TASK OBJECTIVE:
Write out the rows below as a JSON list of strings, one string per line and no blank lines, from the line with "Reviewer check: make sure each instance of the grassy" up to and including the line with "Reviewer check: make sure each instance of the mountain".

──────────────────────────────

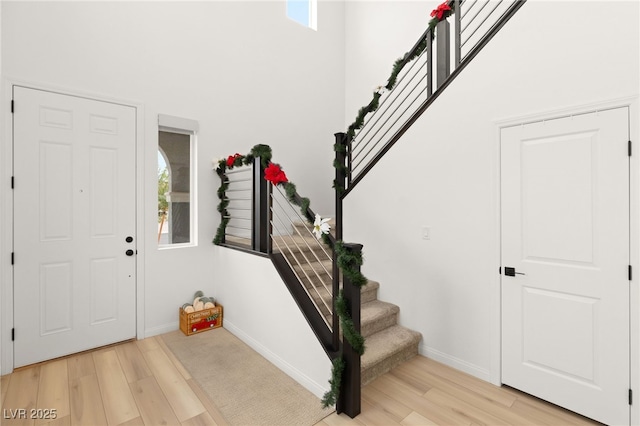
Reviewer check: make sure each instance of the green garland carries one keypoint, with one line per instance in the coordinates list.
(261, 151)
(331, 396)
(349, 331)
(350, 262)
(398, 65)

──────────────────────────────

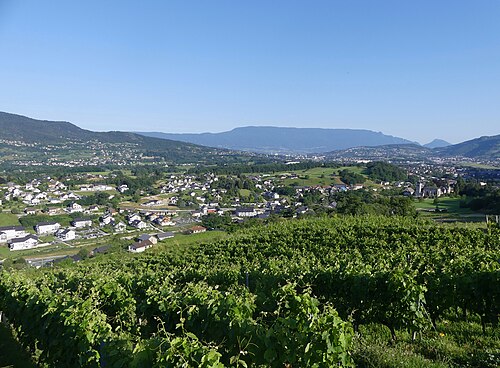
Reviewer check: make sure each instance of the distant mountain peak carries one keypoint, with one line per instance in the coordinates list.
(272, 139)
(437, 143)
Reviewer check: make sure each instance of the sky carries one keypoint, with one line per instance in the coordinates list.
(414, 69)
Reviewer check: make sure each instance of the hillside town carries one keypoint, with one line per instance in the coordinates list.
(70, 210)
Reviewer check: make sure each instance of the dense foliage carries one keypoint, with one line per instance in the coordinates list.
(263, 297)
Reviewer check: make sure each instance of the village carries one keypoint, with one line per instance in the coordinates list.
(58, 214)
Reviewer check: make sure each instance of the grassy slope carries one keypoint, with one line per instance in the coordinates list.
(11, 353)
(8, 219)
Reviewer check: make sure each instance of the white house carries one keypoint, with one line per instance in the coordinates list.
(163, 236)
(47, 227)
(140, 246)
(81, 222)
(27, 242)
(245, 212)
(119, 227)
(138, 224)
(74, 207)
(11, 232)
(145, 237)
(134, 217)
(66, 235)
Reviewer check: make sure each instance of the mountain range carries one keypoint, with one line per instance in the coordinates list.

──────────────────────────────

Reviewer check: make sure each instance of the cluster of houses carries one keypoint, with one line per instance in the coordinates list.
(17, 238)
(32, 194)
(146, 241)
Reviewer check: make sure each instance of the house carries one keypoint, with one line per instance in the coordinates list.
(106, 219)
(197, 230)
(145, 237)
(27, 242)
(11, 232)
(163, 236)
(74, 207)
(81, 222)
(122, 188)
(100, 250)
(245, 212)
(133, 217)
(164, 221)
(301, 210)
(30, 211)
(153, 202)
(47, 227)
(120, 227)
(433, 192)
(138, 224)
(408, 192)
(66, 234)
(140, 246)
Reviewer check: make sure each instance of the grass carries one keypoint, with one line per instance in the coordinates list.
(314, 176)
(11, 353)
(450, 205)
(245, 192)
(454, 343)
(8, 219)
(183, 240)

──────────────────────────────

EXERCISE RESULT:
[
  "Reviewer check: make sure each instance of the grassy slope carries one keypoint, with one line per instance in the coordinates list.",
  "(11, 353)",
  "(8, 219)",
  "Reviewer check: make sure each instance of the white house carries one keypoint, with one line per instance in the coordinates list.",
  "(163, 236)",
  "(47, 227)",
  "(140, 246)",
  "(81, 222)",
  "(27, 242)",
  "(245, 212)",
  "(119, 227)",
  "(138, 224)",
  "(74, 207)",
  "(11, 232)",
  "(145, 237)",
  "(134, 217)",
  "(66, 235)",
  "Reviewer check: make sure each instance of the mountain range carries one keypoint, with one line per instance in the coordinates list."
]